**Task objective**
Look at the entries below and reproduce them exactly.

[Object location annotation data]
--- --- ---

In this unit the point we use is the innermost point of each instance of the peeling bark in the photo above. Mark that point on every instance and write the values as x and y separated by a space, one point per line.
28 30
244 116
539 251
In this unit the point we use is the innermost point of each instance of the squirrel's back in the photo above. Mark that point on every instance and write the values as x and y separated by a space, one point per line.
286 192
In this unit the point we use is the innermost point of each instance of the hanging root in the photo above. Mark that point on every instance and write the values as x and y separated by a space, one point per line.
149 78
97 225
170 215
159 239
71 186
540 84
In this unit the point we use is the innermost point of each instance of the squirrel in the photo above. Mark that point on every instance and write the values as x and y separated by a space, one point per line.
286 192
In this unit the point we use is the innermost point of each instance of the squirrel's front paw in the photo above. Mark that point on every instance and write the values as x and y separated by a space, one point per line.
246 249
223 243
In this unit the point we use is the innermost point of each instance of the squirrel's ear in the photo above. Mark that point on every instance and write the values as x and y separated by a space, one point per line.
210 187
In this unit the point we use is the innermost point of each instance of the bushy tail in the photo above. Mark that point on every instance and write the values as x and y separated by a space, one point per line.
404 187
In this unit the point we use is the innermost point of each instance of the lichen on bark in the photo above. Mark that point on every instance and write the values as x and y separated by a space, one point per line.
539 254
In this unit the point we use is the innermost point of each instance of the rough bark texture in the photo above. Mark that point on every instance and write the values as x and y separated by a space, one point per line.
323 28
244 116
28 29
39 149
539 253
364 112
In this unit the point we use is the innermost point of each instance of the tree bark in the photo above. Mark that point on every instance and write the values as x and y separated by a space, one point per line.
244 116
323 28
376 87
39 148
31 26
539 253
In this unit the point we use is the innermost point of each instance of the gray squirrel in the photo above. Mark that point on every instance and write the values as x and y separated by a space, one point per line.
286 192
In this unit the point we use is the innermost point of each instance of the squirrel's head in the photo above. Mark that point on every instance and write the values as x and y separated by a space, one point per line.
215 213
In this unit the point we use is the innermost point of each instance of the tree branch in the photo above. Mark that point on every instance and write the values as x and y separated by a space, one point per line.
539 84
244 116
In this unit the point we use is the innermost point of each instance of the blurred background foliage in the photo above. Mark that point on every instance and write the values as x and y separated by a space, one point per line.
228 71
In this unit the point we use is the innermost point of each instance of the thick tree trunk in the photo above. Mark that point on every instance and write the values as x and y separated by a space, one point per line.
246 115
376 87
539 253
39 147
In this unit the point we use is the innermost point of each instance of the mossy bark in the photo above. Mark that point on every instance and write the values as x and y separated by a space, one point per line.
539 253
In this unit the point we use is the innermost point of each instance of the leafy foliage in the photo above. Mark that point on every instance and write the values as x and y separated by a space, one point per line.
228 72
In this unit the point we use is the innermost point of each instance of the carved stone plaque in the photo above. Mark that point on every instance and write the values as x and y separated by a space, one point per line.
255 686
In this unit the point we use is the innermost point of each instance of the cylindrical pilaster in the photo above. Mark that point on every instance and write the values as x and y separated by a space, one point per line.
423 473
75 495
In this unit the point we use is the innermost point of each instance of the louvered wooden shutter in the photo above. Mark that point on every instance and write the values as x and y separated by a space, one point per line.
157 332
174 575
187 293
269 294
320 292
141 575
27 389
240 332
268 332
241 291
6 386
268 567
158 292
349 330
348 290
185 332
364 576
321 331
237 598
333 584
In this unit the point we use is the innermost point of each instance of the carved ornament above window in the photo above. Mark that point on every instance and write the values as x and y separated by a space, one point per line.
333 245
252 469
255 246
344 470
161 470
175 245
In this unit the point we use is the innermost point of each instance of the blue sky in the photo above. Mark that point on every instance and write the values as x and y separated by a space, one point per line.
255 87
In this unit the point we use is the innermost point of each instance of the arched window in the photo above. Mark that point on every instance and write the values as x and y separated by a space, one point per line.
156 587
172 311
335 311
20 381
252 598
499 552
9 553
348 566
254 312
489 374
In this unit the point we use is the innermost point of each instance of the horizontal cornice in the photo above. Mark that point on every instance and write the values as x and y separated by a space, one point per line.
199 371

--- --- ---

**Worked answer**
In this unit the point we use is the innermost point of each instance of the peeling bark in the photo above. Mark that point on every instance and write the values as x and y separated by a space, one point per line.
28 30
244 116
539 251
In this unit the point we use is the innermost point of each instance of the squirrel's back in the photo above. Mark that point on every instance and write the values as x and y separated by a space, one point per line.
286 192
In this unit the point we use is the innermost point of each instance of the hanging root in the photo above. Mark that point on every instance and write the values as x and y separated by a space, one point per line.
149 78
97 225
170 215
159 239
71 186
540 84
In this unit the point we use is the innermost point of each instance of the squirrel in the photo above. Mark that point on every instance and write the values as x and y separated by a space, one point per line.
286 192
In this unit the point we use is the innermost point of each instance of the squirrel's front paw in the photo above. Mark that point on every instance and write the values as x and y separated by a space, one point per line.
246 249
223 243
In this unit the point we use is the innermost point of each instance of the squirrel's ear in the photo above. Mark that point on every instance and write the values as x and y separated by a space, one point per line.
210 187
In this unit the point we use is the innermost point of each instance of the bushy tail in the photo above. Mark that point on every instance and write the values as x and y separated by a space, one point per line.
404 187
In this unit the point we use is the innermost point of each instance of the lichen on bark in the photo above. Mark that point on every instance and write the values as x and y separated by a space, one point per line.
539 254
In this unit the point we use is the innermost point of each instance of the rough bark texture in the photo above. Mark that point on every instance and write the values as x and y separated by a space, one point per line.
323 28
244 116
28 29
39 149
539 253
364 112
In this unit the point we use is the innermost point of each instance of the tree bark in the photo above. Mark that point on every instance and write the values as x and y separated by a space, one point per line.
244 116
323 28
376 87
39 148
31 26
539 253
In this unit the point we use is the innermost point of each instance of the gray squirrel in the photo above. Mark that point on every instance and write the values as x and y separated by a space, one point per line.
286 192
In this unit the point we use is the innermost point of each instance of the squirrel's head in the photo above. Mark that point on every instance and write the values as x and y separated by a space, one point per line.
215 213
In this unit the point we use is the innermost point of each instance of the tree branch in the photo above. Mark that point on every instance and write the values as x and y separated by a space, one point per line.
539 84
244 116
In this unit the point we use is the innermost point of each instance of the blurred background foliage in the photo above. Mark that point on every instance and write the values as x and y separated by a space, one point per line.
228 71
In this unit the point we use is the innermost point of each instance of the thick tree trunk in the photo above. Mark that point on every instance and write the values as x and y separated by a space, one point per line.
246 115
376 87
539 253
39 147
In this unit the point we use is the innermost point of each instance of the mossy bark in the photo above. Mark that point on every instance and write the values as x and y separated by a space, one point per line.
539 253
In this unit the point we use is the innermost point of each instance of the leafy foliage in the photo above. Mark that point on every instance and write the values as x and y separated by a space, one point per line.
228 72
In this unit the point we use is the innermost point of each instance of the carved stone plaque in the photo above. Mark that point on every instance and write the values as x and y separated by a space, one point per line.
255 686
In this unit the point we use is the innermost point of each instance of the cylindrical pilaster in the photo above. Mark that point on every instance and write the values as x and y separated by a space, one point per line.
423 473
75 495
In this unit the point we use is the innermost point of each instance of the louvered wooden shutter in the photo above. Mark that point on every instance and write the values as x and y separated by a space, one point per line.
157 332
174 575
187 293
269 294
320 292
141 575
27 389
240 332
268 332
241 291
6 386
268 567
158 292
349 330
348 290
185 332
364 576
321 331
237 598
333 584
In this unit the point we use is the innermost point of each instance of the carved ornament above window in the photo above. Mark that point on every instance and write the values as x and y separated by a space, one point per line.
333 245
252 469
255 246
344 470
161 470
175 245
In this unit the point we use is the innermost point of each instance of the blue sky in the photo above. Mark that point on every instance and write the values as x and y separated by a space, one point per line.
255 87
In this unit the point we use is the innermost point of each instance of the arched window in the photo above. Mark that point on every instance and write the values as x and y separated by a space, one point per line.
156 587
172 311
335 311
20 381
252 598
499 552
9 553
348 566
254 312
489 374
In this unit the point we use is the innermost point of each instance of the horizontal cornice in the photo above. Mark that point on every instance and write the values as x and y separated by a space, one point per line.
199 371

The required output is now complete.